▶ PAGE EXCERPT
* * *
Or one is trying to teach the other to be a better communicator!
For the transaction itself, the sender, or transmitter, considers, observes or acquires information–the letter A, for example. Information can be observed or in the sender’s memory. It can be an idea or feeling–whatever the sender wishes (or unconsciously wishes) to communicate.
The sender then encodes the information, turning that information from a thought or feeling into communication. The encoding results in a verbal and/or nonverbal message. (Hall) The verbal and nonverbal (V/NV) aspects are called codes–so you see how the sender en-codes a message!
Verbal coding is the obvious: it’s the words used to create the message. One of the beautiful things about verbal language is how it permits us to communicate complex subjects. How would you discuss quantum physics, a mortgage, environmental impacts, political concerns, or a music contract without words? With only pictures and gestures? It would be impossible.
Unless, at some point, we become The Borg, and share a hive mind.
Back to the model. The sender then transmits that message across a channel. The channel, the route of a message, can be anything in our electromagnetic spectrum (radio, television) or space (sound, motion).
On another important note, channels often eliminate one of the codes. Think about texting: You lose the nonverbal codeof the communication (which no emoticon can replace!). Eliminating coding is not ideal. To create a message, your receiver can accurately decode takes significant consideration. This is why texting, as it functions today, is a substandard communication form and should be avoided for all but the most direct, factual, and simple messages: “I’ll be there. 13th Street. 10 am.”
Finally, the receiver receives the message and decodes it, turning the communication into a thought, a concept, an impression, an emotion.
This Linear Model was criticized as being too simplistic and misleading. (Berlo, Schramm) Communication is not a snap shot or photo of a moment, but a changing thing. Shannon and Weaver’s model seemed to try to capture the moment of the first transmission and nothing more.
In 1970, communication theorist Dean C. Barnlund finally offered the modern model on which we rely today: The Transactional Model of Communication. (Barnlund)
Like the Linear Model, the major elements remained–sender, encoding, channel, message, receiver, and decoding — but Barnlund added one important aspect: Feedback.
Barnlund noted that once the first transmission is received, the receiver becomes the sender–and responds in some way: encoding and transmitting a message. The Transactional Model was considered to be more realistic. Communication is a transaction–more like a movie that a photograph. Notice the labels of sender and receiver are replaced by communicator.
In the first stage, the sender encodes and transmits. The receiver receives and decodes. Then the receiver becomes the sender, encoding and transmitting the responsive, feedback, message. The original sender is then the receiver who decodes the feedback.
Pretty simple, right?
UNDERSTANDING THE DYAD MODEL
Notice we have only graphed one sender and one receiver. This is called a dyad and it is the model upon which communication research and theory are based. How do we graph the model where one person is speaking to many people? We first can break down the levels of communication as follows:
· dyadic communication — one-on-one communication. Includes interpersonal communication.
· small group communication — interaction between several individuals.
· public communication — interaction and dialogue between individuals and groups. Includes public speaking.
· mass media — public communication that has the potential of reaching…everyone on the planet.
* * *
▶ DATA PROVIDED

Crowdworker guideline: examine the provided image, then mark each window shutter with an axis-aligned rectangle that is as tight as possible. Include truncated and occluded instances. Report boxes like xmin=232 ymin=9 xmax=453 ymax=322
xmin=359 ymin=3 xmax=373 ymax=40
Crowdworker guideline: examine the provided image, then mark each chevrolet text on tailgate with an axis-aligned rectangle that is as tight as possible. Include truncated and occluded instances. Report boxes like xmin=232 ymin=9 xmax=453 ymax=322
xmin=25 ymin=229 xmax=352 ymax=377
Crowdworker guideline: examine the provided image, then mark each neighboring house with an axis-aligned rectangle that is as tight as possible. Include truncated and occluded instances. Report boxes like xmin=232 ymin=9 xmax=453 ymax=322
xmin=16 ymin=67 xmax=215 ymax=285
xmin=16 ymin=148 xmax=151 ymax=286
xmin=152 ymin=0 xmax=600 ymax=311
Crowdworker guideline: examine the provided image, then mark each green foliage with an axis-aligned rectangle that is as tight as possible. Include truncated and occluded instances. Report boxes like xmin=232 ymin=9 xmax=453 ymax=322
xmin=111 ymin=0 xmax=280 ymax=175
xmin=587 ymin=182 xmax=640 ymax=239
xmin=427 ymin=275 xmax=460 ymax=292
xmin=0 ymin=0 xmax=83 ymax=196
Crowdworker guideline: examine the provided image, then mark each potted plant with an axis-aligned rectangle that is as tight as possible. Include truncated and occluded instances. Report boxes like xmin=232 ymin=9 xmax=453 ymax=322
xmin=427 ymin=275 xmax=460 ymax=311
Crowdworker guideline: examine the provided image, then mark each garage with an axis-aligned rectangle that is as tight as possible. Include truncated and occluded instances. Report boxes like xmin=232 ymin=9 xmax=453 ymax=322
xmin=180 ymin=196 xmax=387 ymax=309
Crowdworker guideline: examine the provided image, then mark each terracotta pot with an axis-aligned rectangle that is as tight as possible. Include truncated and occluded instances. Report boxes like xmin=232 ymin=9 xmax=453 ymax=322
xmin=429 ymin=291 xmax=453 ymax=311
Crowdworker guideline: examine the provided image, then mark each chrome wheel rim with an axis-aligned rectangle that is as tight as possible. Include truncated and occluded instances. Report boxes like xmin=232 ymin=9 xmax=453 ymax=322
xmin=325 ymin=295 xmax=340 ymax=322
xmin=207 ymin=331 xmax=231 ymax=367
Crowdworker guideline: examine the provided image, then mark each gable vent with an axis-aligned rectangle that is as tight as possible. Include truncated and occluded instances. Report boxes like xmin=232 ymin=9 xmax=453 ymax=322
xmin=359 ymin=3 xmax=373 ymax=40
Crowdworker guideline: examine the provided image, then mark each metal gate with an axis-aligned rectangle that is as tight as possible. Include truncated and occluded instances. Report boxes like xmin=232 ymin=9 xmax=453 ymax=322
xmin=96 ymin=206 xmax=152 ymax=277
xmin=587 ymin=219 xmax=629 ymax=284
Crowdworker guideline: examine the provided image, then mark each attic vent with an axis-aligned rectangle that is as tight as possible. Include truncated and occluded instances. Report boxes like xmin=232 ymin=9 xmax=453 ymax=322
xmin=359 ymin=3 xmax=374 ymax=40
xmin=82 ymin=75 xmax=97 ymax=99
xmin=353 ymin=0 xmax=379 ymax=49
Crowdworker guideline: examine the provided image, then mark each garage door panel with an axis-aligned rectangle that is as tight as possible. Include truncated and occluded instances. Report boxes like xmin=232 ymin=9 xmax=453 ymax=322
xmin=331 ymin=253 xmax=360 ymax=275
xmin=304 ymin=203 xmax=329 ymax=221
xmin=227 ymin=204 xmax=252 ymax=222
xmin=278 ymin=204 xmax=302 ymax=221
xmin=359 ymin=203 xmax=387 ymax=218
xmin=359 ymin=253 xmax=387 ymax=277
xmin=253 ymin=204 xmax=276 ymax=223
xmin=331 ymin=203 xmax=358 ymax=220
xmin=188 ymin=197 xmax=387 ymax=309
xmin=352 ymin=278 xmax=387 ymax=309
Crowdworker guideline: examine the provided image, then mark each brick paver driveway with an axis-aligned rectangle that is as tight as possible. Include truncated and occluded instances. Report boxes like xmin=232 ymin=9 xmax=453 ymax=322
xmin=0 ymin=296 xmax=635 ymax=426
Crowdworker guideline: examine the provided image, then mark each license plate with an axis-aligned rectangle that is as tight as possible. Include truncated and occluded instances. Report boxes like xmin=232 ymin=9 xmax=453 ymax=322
* * *
▶ WRITTEN EXERCISE A
List the levels of communication named in the text on communication models.
▶ WRITTEN EXERCISE B
In the records, starting at the line that contains "mark each attic" and ending at the line that contains "xmin=353 ymin=0 xmax=379 ymax=49", multiply every bounding-box coordinate in the answers by 0.55 and round to whole numbers, with halves rounded up. Rewrite only those lines, keeping the request line unchanged.
The text and the records come from unrelated sources.

▶ SOLUTION A
- dyadic communication
- small group communication
- public communication
- mass media

▶ SOLUTION B
Crowdworker guideline: examine the provided image, then mark each attic vent with an axis-aligned rectangle that is as tight as possible. Include truncated and occluded instances. Report boxes like xmin=232 ymin=9 xmax=453 ymax=322
xmin=197 ymin=2 xmax=206 ymax=22
xmin=45 ymin=41 xmax=53 ymax=54
xmin=194 ymin=0 xmax=208 ymax=27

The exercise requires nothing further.